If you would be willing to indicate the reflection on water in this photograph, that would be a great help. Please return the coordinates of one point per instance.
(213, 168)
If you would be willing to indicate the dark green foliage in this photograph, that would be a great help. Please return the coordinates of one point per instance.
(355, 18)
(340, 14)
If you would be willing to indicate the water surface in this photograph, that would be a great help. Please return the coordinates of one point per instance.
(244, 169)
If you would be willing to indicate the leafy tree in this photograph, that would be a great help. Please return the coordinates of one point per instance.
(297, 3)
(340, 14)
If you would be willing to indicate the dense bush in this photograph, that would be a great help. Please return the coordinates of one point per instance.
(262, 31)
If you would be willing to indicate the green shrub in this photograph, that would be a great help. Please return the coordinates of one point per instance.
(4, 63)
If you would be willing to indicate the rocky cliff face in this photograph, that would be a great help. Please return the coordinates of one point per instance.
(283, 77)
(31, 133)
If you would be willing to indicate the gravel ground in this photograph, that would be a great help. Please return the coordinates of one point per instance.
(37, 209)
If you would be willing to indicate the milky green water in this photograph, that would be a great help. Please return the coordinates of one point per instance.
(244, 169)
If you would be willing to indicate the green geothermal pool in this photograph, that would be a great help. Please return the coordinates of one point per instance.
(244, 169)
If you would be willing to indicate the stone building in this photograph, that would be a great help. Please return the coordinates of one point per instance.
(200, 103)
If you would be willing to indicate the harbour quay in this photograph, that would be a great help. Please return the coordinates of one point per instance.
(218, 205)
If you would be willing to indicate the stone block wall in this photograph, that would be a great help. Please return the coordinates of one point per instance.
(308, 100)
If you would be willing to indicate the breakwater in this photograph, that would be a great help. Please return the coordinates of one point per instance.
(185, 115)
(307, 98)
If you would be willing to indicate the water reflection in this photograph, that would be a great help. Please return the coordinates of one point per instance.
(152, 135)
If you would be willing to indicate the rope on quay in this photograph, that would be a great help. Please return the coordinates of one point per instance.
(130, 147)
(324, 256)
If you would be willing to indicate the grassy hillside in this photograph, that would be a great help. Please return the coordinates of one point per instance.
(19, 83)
##############################
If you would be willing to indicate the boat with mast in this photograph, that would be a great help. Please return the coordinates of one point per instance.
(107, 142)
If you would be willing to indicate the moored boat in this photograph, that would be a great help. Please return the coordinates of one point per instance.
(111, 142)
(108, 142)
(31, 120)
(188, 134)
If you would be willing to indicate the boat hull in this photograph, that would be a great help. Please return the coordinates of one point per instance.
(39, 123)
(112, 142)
##############################
### Travail demandé
Extrayez des items ci-dessus chaque ligne qui contient le mot « block », en tenant compte de la casse.

### Réponse écrite
If you would be willing to indicate the stone block wall in this photograph, that would be a great help. Please return the coordinates of one point per instance.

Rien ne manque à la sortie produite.